(Extracted records)
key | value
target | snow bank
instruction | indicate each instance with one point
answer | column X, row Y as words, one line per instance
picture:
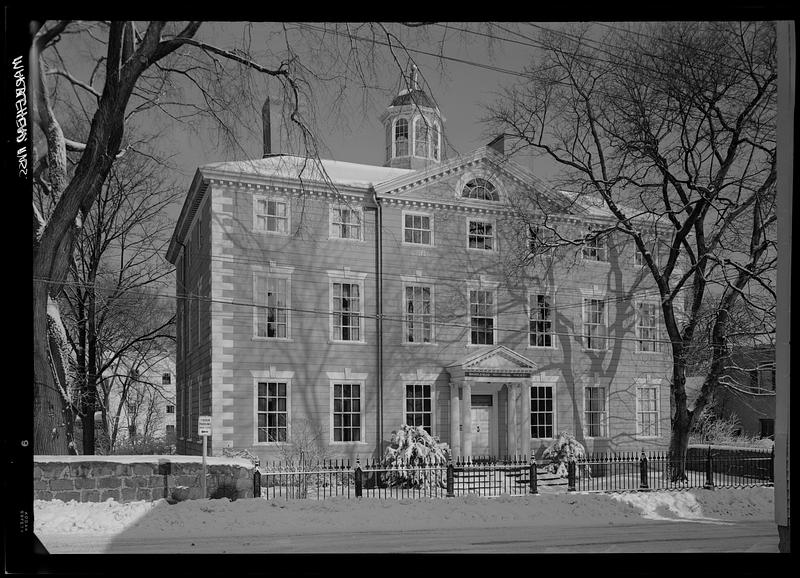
column 281, row 518
column 144, row 459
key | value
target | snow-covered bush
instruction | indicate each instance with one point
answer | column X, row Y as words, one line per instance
column 564, row 448
column 413, row 448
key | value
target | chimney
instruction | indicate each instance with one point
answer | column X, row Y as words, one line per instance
column 499, row 144
column 267, row 128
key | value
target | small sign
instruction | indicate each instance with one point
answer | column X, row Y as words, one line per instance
column 204, row 425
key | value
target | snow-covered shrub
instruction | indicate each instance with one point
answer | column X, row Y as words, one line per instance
column 564, row 448
column 412, row 449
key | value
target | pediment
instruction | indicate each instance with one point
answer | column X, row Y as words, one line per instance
column 442, row 184
column 498, row 358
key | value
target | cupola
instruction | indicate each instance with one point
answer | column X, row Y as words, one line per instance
column 414, row 137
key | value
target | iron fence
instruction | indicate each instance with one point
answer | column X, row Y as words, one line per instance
column 658, row 471
column 487, row 476
column 513, row 475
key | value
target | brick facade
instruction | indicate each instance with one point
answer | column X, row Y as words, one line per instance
column 230, row 360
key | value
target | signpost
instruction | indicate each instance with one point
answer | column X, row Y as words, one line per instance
column 204, row 429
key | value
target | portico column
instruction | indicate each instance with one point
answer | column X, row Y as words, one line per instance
column 525, row 421
column 455, row 420
column 466, row 419
column 511, row 414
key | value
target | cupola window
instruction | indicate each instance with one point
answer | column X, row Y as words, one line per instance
column 480, row 189
column 401, row 138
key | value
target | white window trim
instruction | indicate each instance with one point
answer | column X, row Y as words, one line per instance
column 605, row 422
column 272, row 374
column 490, row 176
column 584, row 247
column 269, row 197
column 346, row 376
column 429, row 380
column 495, row 241
column 659, row 327
column 275, row 272
column 332, row 211
column 639, row 382
column 551, row 293
column 585, row 294
column 547, row 381
column 394, row 137
column 482, row 285
column 346, row 276
column 414, row 282
column 403, row 228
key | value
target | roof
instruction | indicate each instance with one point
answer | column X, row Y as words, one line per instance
column 414, row 96
column 324, row 170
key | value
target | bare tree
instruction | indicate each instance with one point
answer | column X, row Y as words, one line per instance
column 677, row 122
column 167, row 69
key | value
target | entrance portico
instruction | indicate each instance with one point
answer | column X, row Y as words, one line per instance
column 490, row 389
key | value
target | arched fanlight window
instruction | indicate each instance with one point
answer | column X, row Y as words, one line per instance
column 480, row 189
column 420, row 138
column 401, row 138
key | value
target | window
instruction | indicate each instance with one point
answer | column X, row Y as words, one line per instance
column 272, row 313
column 435, row 141
column 767, row 428
column 418, row 405
column 480, row 235
column 482, row 317
column 418, row 314
column 346, row 310
column 421, row 137
column 480, row 189
column 417, row 229
column 401, row 138
column 271, row 215
column 197, row 306
column 594, row 324
column 595, row 249
column 540, row 311
column 595, row 411
column 647, row 411
column 345, row 223
column 272, row 411
column 542, row 411
column 647, row 327
column 346, row 412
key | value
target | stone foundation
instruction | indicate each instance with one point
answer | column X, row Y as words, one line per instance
column 131, row 478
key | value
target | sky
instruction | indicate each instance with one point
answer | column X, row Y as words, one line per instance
column 462, row 84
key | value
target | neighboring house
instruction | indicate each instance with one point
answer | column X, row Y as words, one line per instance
column 149, row 409
column 745, row 390
column 369, row 297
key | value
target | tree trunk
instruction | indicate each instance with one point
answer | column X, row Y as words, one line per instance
column 89, row 396
column 52, row 416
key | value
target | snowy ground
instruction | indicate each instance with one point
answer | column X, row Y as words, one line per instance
column 56, row 522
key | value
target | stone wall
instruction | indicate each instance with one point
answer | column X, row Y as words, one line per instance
column 131, row 478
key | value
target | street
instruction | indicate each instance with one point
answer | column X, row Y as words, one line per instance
column 647, row 536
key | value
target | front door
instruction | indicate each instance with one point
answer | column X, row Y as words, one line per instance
column 481, row 424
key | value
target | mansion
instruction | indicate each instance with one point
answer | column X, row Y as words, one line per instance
column 348, row 299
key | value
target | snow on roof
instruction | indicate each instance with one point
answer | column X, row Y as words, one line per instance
column 144, row 459
column 295, row 167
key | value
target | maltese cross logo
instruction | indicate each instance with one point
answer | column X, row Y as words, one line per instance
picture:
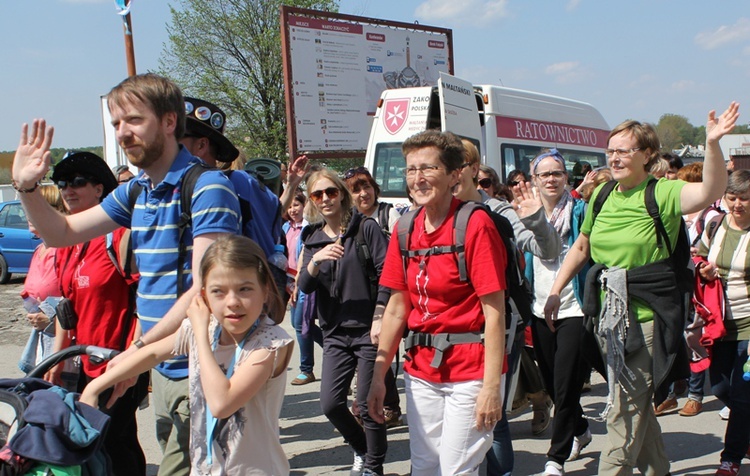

* **Task to carry out**: From the entries above, extract only the lines running from the one containing "target | snow-covered bush" through the one containing "target | cupola window", inclusive.

* **Output**:
target | snow-covered bush
instruction | indicate each instance with one point
answer | column X, row Y as words, one line per instance
column 564, row 448
column 413, row 448
key | value
target | chimney
instruction | indicate each instance with one point
answer | column X, row Y as words, one line per instance
column 499, row 144
column 267, row 128
key | value
target | small sign
instruction | indicate each instance with one point
answer | column X, row Y as words, one line per instance
column 204, row 425
key | value
target | snow-covered shrub
instruction | indicate each instance with one point
answer | column X, row Y as words, one line per instance
column 564, row 448
column 412, row 449
key | value
target | pediment
instruction | indicate each instance with one point
answer | column X, row Y as words, one line per instance
column 442, row 184
column 498, row 358
key | value
target | cupola
instruction | indicate each instance with one point
answer | column X, row Y as words, one line per instance
column 414, row 137
key | value
target | iron fence
instruction | indicate each instance with one point
answer | column X, row Y as words, one line per instance
column 658, row 471
column 487, row 476
column 513, row 475
key | value
target | brick facade
instruction | indicate each instance with one point
answer | column X, row Y as words, one line per instance
column 230, row 360
key | value
target | signpost
instruction | indicate each instance with one point
answer | column X, row Y as words, one line per instance
column 204, row 429
key | value
target | portico column
instruction | indicate each instance with one point
answer | column X, row Y as words, one line per instance
column 525, row 421
column 455, row 420
column 466, row 419
column 511, row 414
key | value
target | cupola window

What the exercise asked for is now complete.